Rewrite all of the records below as a numbered list, omitting any blank lines.

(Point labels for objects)
:::

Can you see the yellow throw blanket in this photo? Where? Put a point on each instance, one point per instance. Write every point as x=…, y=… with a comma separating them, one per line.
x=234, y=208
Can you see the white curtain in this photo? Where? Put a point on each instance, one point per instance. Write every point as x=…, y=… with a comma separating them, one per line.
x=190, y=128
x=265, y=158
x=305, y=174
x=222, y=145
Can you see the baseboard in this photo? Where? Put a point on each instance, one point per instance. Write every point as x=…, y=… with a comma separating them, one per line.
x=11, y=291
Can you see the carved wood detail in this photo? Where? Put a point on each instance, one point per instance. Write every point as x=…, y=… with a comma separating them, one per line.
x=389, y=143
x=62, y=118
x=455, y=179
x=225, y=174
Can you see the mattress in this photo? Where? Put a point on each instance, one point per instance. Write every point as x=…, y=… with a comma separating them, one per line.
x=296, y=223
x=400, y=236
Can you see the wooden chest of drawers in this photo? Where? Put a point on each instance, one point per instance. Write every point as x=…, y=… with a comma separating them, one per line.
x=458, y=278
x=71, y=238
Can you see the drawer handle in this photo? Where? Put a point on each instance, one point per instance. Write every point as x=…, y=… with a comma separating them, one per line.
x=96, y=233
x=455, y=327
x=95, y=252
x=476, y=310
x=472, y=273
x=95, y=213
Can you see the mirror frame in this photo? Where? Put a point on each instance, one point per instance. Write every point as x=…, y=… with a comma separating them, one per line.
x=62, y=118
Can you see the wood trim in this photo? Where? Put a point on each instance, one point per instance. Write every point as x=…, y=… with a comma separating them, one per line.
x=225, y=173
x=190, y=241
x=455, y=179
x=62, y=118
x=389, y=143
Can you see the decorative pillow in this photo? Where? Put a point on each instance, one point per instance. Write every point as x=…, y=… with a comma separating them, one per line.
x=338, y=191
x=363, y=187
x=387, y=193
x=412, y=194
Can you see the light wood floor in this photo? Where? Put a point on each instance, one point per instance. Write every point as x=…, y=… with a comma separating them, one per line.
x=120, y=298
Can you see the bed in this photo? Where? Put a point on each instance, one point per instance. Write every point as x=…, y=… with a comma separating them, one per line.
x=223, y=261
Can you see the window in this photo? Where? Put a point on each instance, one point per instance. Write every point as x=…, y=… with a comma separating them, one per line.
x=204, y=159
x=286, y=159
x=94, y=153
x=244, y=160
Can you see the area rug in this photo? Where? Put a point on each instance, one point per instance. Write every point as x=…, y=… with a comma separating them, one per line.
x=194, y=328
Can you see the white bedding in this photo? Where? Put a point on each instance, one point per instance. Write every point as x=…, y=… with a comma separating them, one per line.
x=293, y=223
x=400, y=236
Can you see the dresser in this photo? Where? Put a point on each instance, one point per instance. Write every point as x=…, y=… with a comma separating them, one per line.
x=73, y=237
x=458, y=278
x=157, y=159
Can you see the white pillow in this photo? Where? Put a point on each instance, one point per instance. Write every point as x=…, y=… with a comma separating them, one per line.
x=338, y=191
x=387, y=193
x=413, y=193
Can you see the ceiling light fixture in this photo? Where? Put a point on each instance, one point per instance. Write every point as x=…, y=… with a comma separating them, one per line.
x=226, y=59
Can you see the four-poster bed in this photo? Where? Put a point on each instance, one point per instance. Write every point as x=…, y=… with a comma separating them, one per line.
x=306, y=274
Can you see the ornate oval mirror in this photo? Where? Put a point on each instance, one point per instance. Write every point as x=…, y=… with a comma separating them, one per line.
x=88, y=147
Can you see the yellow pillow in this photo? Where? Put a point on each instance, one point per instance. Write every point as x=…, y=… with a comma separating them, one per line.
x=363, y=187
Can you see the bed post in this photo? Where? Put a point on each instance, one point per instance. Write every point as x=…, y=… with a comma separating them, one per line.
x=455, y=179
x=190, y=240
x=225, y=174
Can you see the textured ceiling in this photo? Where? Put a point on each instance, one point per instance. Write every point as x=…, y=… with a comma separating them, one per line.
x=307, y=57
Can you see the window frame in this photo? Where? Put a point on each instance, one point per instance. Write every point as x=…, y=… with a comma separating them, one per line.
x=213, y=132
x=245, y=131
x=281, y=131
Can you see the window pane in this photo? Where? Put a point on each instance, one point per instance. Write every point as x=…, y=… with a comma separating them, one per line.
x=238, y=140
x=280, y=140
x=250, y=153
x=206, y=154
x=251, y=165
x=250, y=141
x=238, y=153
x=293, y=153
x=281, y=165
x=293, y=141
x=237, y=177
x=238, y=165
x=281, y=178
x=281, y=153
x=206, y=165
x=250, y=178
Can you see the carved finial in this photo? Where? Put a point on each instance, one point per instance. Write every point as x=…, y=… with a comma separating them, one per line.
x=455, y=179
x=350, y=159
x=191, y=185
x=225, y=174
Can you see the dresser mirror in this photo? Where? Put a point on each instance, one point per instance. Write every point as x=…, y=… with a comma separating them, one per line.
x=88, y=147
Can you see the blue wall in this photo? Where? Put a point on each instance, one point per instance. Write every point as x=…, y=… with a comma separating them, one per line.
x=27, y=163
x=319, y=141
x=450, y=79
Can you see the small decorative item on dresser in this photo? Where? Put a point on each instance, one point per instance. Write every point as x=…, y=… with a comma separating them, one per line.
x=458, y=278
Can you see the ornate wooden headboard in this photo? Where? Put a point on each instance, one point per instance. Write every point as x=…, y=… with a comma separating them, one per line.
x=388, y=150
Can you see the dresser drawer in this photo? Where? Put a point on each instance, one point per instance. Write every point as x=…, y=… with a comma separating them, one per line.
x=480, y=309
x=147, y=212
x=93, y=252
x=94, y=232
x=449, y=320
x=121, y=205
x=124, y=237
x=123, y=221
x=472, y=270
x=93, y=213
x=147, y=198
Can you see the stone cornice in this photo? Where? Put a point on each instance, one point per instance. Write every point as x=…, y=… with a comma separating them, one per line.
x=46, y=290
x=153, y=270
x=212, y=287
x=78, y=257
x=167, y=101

:::

Response:
1. Can you see the yellow throw blanket in this photo? Where? Put a point on each instance, one point per instance. Write every point as x=…, y=… with a comma separating them, one per line.
2. x=234, y=208
3. Can you see the white curtain in this photo? Where? Put a point on each instance, one point per instance. Write every point as x=…, y=… with a comma separating them, one per line.
4. x=190, y=128
5. x=265, y=158
6. x=305, y=174
7. x=222, y=145
8. Can you see the baseboard in this photo? Where? Put a point on each instance, one point per instance. Write every point as x=…, y=… with a comma separating them, one per line.
9. x=11, y=291
10. Can you see the carved wood detail in this photo? Where? Put a point on each instance, one point per instance. Write every point as x=…, y=… with a comma separating them, one per line.
11. x=389, y=143
12. x=62, y=118
13. x=455, y=179
14. x=225, y=174
15. Can you see the mattress in this photo? Where? Put a point on each instance, one point per instance. Write every point as x=…, y=… with a comma separating them, one per line.
16. x=296, y=223
17. x=400, y=236
18. Can you see the wooden chest of drawers in this photo? Where? Put a point on each instance, one point per instance. Write every point as x=…, y=… with a comma separating them, one per line.
19. x=458, y=278
20. x=71, y=238
21. Can you see the drawer handle in this photo? Where? Put a point on each instance, one point per instance. Write every point as x=…, y=… with a comma separating them, one per line.
22. x=96, y=233
23. x=455, y=327
24. x=95, y=252
25. x=476, y=310
26. x=472, y=273
27. x=95, y=213
28. Can you see the mirror frame in this photo? Where? Put a point on each instance, one point per instance. Write every point as x=…, y=… with a comma separating them, one per line.
29. x=62, y=118
30. Can you see the wood trim in this photo? Where? Put a point on each instance, one point per instance. Write every point as x=…, y=… with a comma separating them, one per line.
31. x=225, y=173
32. x=190, y=241
33. x=455, y=179
34. x=62, y=118
35. x=389, y=143
36. Can you see the decorative pillow in this photo? Where? Put a point on each instance, one point per instance. Write every point as x=…, y=… with a comma separating them, one per line.
37. x=338, y=191
38. x=363, y=187
39. x=387, y=193
40. x=412, y=194
41. Can you see the light wood floor in this photo? Where? Put a point on each instance, one point per instance. Write every point as x=…, y=… with a comma separating them, one per line.
42. x=120, y=298
43. Can you see the bed in this photo? Where? Put a point on each instance, one point per instance. Write every point as x=…, y=… with a comma separating them, one per line.
44. x=223, y=261
45. Can you see the window in this photo? Where? Put a point on each instance, one point per instance. Write every point as x=…, y=… with a comma separating them, one per line.
46. x=204, y=159
47. x=286, y=159
48. x=94, y=153
49. x=244, y=160
50. Can you see the area rug in this photo? Where? Put a point on each instance, one point per instance. Write every point as x=…, y=… with a comma separating them, one per line.
51. x=194, y=328
52. Can you see the white bedding in this photo? Where? Put a point on each instance, one point per instance. Write every point as x=…, y=… with a comma separating them, one per line.
53. x=293, y=223
54. x=400, y=236
55. Can you see the dresser in this photo? Where? Put a point on each instance, one point per instance. Write every point as x=…, y=… with a comma separating them, one per line.
56. x=73, y=237
57. x=458, y=278
58. x=157, y=159
59. Can you see the white pillow in this photo? Where? Put a point on each instance, one point per instance. Write every point as x=…, y=… with a comma separating them, one per line.
60. x=338, y=191
61. x=387, y=193
62. x=413, y=193
63. Can you see the ceiling light fixture in this photo? Where? Put a point on each instance, one point per instance. Write every point as x=…, y=… with a comma separating them, one per line.
64. x=226, y=59
65. Can you see the four-poster bed in this photo? Where? Put a point on each instance, one point per instance. Write every point as x=…, y=… with a comma separating them, one per line.
66. x=306, y=274
67. Can you see the ornate oval mirror in this photo? Where? Put a point on each instance, one point per instance. Write every point as x=…, y=… with a comma separating them, one per line.
68. x=88, y=147
69. Can you see the yellow pillow in this photo? Where? Put a point on each instance, one point per instance. Write every point as x=…, y=… with a comma separating them, one per line.
70. x=363, y=187
71. Can you see the bed post in this photo? Where? Put a point on each instance, one point per instance. Write every point as x=…, y=… with a comma separating them, one per line.
72. x=455, y=179
73. x=190, y=240
74. x=225, y=174
75. Can you see the textured ceiling in this photo? Where? Put a point on each instance, one point per instance. Write every point as x=…, y=… with a comma separating them, one per line.
76. x=307, y=57
77. Can you see the window frame in this photo? Where? Put a point on each instance, one point per instance. Write every point as x=…, y=… with a comma separating them, one per line.
78. x=213, y=132
79. x=245, y=131
80. x=281, y=131
81. Can you see the window pane in this photo? Where? Put a point on each instance, one point per instance. Write every point as x=…, y=… with a comma separating them, one per line.
82. x=238, y=140
83. x=280, y=140
84. x=250, y=153
85. x=206, y=154
86. x=251, y=165
87. x=250, y=141
88. x=238, y=153
89. x=293, y=153
90. x=281, y=165
91. x=293, y=141
92. x=237, y=177
93. x=238, y=165
94. x=281, y=178
95. x=281, y=153
96. x=206, y=165
97. x=250, y=178
98. Can you see the carved finial in this photo? Where? Put a point on each instance, one point per instance. Write every point as x=…, y=… with a comma separating them, one per line.
99. x=455, y=179
100. x=350, y=159
101. x=191, y=185
102. x=225, y=174
103. Can you see the dresser mirror in this photo? Where? Put a point on each instance, one point per instance. Write every point as x=…, y=… with a comma separating them, one per line.
104. x=88, y=147
105. Can you see the blue wall in this photo? Where? Put a point on each instance, one point per instance. Write every point as x=…, y=… with a comma separating them, one per line.
106. x=27, y=163
107. x=319, y=141
108. x=450, y=79
109. Can you see the small decorative item on dresser in this photo? Where? Put a point on each instance, one point per instance. Write every point as x=…, y=… with a comma separating them, one per line.
110. x=458, y=278
111. Can you see the ornate wooden headboard in this photo? Where? Put a point on each instance, one point per instance. Write every point as x=…, y=… with a comma separating them, one per line.
112. x=388, y=150
113. Can you see the dresser drawer in this photo? Where? Put a point on each instance, one point per instance. Write every point as x=…, y=… with a comma separating them, one per line.
114. x=480, y=309
115. x=147, y=212
116. x=93, y=252
117. x=94, y=232
118. x=449, y=320
119. x=121, y=205
120. x=124, y=237
121. x=123, y=221
122. x=472, y=270
123. x=93, y=213
124. x=147, y=198
125. Can you see the stone cornice in this photo? Where? Put a point on each instance, one point per instance. Write every point as x=…, y=… with a comma separating them, one per line.
126. x=46, y=290
127. x=153, y=270
128. x=212, y=287
129. x=78, y=257
130. x=167, y=101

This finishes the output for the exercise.